- **Texto selecionado**
A criança passa a aprender o que acontece no mundo, sem ter, muitas vezes, a mediação de um adulto, visto que, este tem a necessidade de ausentar-se por um longo período em função do trabalho que lhe ocupa muito tempo, devido ao mercado capitalista. As famílias já não conversam mais, algumas pouco se interessam sobre os assuntos do cotidiano das crianças, conforme Solange Jobim e Souza (2000, p.94):

"Nos lares de hoje as famílias não mais contam suas histórias. O convívio familiar se traduz na interação muda entre pessoas que se esbarram entre os intervalos dos programas da TV e o navegar através do éden eletrônico das infovias O tato e o contato entre as pessoas, na casa ou no trabalho, cedem lugar ao impacto televisual".

Para evidenciar esta questão, destaca-se a obra de Leni Vieira Dornelles "Infâncias que nos escapam: da criança de rua à criança cyber" (2005), onde a autora procura fazer uma compreensão entre as diferentes culturas infantis, desde as crianças em situação de baixa renda, abandonadas, sem acesso as tecnologias, até aquelas consideradas crianças cybers, que são altamente globalizadas, informatizadas, com conhecimentos que vão além de suas idades, assustando pais e educadores, os quais, na maioria das vezes não conseguem controlá-las.

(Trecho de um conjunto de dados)
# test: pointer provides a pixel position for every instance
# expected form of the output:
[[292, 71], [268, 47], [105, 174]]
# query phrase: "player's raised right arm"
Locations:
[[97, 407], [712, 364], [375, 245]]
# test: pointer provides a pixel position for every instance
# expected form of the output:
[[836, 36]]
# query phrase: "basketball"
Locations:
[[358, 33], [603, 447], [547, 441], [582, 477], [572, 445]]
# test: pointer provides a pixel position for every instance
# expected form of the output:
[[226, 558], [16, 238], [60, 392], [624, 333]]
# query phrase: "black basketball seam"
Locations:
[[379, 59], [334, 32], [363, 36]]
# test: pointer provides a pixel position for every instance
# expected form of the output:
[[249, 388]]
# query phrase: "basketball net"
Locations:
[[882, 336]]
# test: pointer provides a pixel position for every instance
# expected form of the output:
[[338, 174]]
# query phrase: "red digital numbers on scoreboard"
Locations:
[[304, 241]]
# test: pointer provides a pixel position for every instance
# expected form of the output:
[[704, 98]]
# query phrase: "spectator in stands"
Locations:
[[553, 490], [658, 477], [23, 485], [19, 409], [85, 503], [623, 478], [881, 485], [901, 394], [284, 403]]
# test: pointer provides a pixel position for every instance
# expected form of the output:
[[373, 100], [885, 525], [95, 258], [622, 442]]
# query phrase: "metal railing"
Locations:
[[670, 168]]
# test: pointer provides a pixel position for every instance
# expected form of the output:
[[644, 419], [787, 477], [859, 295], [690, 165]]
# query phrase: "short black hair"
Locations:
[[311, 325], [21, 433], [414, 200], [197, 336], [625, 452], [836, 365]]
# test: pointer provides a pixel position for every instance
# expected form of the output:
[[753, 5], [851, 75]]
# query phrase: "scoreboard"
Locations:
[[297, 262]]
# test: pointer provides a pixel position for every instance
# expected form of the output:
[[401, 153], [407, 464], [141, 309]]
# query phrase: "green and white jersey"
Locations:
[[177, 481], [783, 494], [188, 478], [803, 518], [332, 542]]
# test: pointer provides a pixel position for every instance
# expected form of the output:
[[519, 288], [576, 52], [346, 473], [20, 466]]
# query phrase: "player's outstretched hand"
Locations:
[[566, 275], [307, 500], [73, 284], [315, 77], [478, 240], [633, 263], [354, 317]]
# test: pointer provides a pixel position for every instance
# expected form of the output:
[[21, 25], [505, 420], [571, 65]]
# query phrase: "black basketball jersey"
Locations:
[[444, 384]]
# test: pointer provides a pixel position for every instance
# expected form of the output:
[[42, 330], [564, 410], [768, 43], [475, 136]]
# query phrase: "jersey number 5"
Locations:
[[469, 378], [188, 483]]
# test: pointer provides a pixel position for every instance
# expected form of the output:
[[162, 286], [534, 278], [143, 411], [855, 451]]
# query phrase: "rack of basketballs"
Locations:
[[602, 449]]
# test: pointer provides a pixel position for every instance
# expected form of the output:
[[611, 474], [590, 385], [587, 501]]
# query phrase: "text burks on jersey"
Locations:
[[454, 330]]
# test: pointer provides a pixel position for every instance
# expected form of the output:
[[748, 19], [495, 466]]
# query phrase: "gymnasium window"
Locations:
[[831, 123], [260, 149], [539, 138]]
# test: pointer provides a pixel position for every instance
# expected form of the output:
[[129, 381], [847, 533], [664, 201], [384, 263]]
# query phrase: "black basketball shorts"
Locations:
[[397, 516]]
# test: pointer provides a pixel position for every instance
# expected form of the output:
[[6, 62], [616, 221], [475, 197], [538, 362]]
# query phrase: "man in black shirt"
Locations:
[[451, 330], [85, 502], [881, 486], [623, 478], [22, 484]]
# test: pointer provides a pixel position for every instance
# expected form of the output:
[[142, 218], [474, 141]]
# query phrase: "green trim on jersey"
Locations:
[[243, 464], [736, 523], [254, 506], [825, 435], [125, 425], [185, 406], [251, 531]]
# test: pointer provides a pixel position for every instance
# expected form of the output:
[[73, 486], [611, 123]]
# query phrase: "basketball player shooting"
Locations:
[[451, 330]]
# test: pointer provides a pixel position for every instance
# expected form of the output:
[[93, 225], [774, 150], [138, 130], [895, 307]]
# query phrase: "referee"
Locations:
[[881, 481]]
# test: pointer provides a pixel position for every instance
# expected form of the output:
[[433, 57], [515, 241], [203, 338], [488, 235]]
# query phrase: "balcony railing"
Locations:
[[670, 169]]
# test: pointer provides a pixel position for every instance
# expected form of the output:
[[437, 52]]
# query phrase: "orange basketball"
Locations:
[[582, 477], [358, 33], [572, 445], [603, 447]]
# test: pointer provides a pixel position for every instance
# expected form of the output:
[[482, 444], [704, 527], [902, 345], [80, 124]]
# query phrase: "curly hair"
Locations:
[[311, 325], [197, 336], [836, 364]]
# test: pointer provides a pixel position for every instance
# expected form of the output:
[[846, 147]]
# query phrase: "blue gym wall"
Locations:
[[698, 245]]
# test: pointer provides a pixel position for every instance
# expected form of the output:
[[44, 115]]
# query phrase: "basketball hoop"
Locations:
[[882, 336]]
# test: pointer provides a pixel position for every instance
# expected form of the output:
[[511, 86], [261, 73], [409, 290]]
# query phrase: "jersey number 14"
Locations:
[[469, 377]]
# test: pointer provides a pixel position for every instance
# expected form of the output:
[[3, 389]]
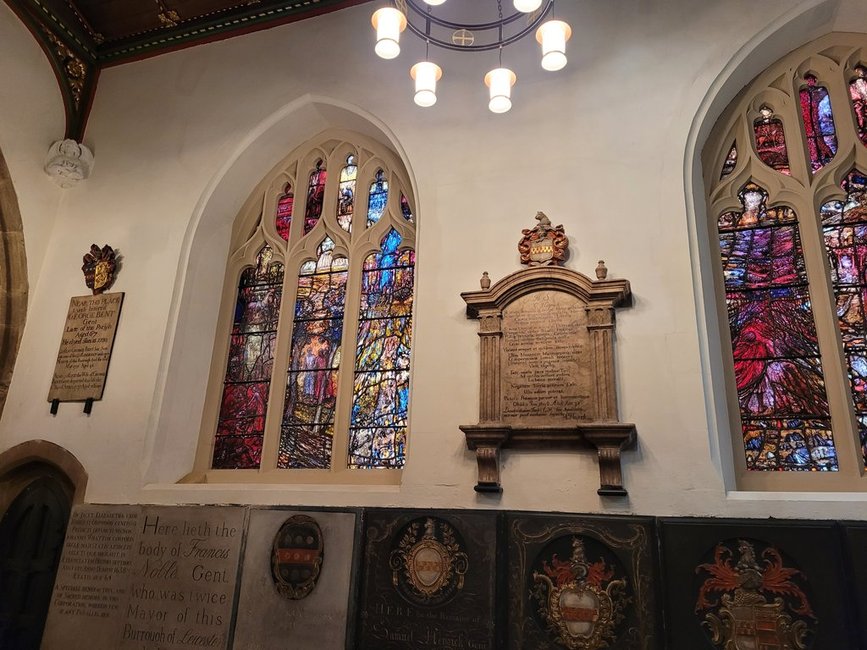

- **O que fazer**
Copie sem alterações o trecho do texto sobre a infância e a família que começa em "Para evidenciar esta" e vai até "não conseguem controlá-las.", inclusive.

- **Resultado**
Para evidenciar esta questão, destaca-se a obra de Leni Vieira Dornelles "Infâncias que nos escapam: da criança de rua à criança cyber" (2005), onde a autora procura fazer uma compreensão entre as diferentes culturas infantis, desde as crianças em situação de baixa renda, abandonadas, sem acesso as tecnologias, até aquelas consideradas crianças cybers, que são altamente globalizadas, informatizadas, com conhecimentos que vão além de suas idades, assustando pais e educadores, os quais, na maioria das vezes não conseguem controlá-las.